EXERCISE DIRECTIONS - Of the lines listed below, return exactly those that run from the line containing "Verify that every instance of the tall" through the line containing "Verify that every instance of the white", both included.

[Stored entries]
-- -- --

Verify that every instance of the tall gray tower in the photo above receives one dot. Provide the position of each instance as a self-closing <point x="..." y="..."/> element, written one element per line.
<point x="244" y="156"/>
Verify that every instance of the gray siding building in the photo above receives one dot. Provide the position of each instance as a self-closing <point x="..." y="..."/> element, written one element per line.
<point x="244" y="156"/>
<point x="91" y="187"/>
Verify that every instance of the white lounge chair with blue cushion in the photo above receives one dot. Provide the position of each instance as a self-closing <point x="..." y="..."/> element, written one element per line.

-- -- --

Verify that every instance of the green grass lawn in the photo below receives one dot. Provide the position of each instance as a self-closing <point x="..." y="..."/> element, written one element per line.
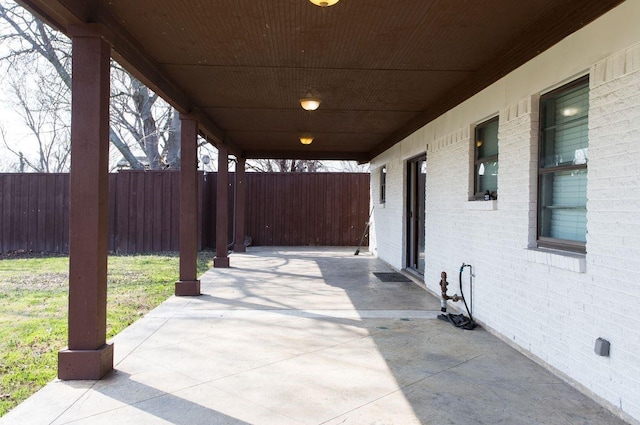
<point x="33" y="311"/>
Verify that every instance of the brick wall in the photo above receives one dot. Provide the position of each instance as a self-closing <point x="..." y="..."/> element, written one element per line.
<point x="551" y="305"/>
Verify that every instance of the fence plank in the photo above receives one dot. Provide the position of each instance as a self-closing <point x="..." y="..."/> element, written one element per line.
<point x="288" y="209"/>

-- -- --

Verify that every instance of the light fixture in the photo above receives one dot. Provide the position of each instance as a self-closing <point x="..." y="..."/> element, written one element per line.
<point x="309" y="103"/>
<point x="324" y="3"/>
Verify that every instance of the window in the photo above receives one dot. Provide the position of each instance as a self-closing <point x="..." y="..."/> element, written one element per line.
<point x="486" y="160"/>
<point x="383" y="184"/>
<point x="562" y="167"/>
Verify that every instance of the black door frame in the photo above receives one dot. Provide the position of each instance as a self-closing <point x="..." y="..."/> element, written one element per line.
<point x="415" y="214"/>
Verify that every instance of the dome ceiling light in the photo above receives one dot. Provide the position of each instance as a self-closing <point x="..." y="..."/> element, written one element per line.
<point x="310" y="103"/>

-- -- --

RESPONSE AREA -
Verify that every instance of the tall gray tower in the photo above receives one dot. Provide the position of each instance as a self-closing <point x="..." y="..."/> element, written one element per line.
<point x="244" y="156"/>
Verify that every instance of the gray siding building in the photo above receives one dot. Provide the position of each instance as a self-closing <point x="..." y="..."/> element, written one element per line.
<point x="244" y="156"/>
<point x="91" y="187"/>
Verify that every instance of the white lounge chair with blue cushion in the photo above receives one dot. Provide the position of each instance as a self-closing <point x="..." y="..."/> element, written one element per line.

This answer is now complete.